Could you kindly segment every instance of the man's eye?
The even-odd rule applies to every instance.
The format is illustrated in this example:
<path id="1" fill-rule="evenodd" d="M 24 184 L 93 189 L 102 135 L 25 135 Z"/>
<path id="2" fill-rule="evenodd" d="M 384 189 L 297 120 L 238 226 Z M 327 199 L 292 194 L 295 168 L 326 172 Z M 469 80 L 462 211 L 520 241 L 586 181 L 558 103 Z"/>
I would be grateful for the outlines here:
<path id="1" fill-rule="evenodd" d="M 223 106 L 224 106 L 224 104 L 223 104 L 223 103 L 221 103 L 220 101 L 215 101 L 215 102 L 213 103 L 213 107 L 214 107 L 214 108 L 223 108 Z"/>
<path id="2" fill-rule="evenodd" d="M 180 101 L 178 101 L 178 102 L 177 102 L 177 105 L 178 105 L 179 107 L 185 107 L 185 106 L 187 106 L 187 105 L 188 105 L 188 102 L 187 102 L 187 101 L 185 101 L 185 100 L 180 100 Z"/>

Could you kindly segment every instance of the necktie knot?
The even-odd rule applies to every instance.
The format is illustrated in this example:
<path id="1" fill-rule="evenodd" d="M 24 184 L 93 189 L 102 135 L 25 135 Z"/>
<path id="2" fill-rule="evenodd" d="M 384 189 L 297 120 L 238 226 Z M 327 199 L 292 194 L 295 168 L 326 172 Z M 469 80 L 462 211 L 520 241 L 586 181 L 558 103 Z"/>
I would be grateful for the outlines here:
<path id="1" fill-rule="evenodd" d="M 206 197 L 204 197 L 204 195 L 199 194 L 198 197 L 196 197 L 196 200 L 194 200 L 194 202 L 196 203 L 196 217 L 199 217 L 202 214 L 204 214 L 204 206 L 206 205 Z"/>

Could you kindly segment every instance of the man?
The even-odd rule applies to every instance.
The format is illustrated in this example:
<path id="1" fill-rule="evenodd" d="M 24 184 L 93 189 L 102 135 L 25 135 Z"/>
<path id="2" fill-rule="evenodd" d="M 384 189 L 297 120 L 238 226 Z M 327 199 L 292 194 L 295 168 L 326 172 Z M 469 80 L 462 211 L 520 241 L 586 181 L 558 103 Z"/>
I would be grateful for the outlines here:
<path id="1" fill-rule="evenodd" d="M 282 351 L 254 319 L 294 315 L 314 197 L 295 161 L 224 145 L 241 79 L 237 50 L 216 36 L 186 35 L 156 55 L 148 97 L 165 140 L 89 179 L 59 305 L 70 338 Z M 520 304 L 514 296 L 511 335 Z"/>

--------

Work instructions:
Every line that contains the string "segment" should be copied from the records.

Answer space:
Could you kindly segment every instance of the man's eye?
Could you kindly segment every instance of the necktie knot?
Could you kindly segment every instance of the man?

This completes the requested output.